# START OF Record extracts
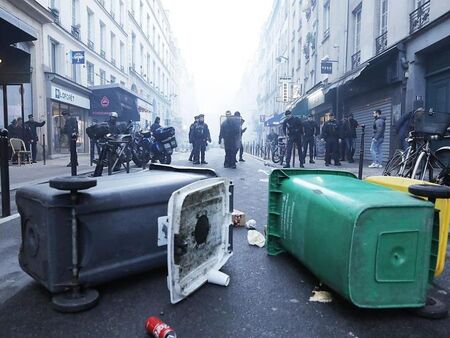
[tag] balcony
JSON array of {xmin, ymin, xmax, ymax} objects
[
  {"xmin": 352, "ymin": 51, "xmax": 361, "ymax": 69},
  {"xmin": 375, "ymin": 31, "xmax": 387, "ymax": 55},
  {"xmin": 409, "ymin": 1, "xmax": 430, "ymax": 34},
  {"xmin": 71, "ymin": 25, "xmax": 80, "ymax": 40}
]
# END OF Record extracts
[Directions]: Convert the records into a JSON list of strings, one string per line, skipping any blank lines and leaving out the pictures.

[In response]:
[
  "[tag] balcony",
  "JSON array of {xmin, ymin, xmax, ymax} objects",
  "[",
  "  {\"xmin\": 352, \"ymin\": 51, \"xmax\": 361, \"ymax\": 69},",
  "  {\"xmin\": 375, \"ymin\": 31, \"xmax\": 387, \"ymax\": 55},",
  "  {\"xmin\": 409, \"ymin\": 1, \"xmax\": 430, \"ymax\": 34},",
  "  {\"xmin\": 71, \"ymin\": 25, \"xmax\": 80, \"ymax\": 40}",
  "]"
]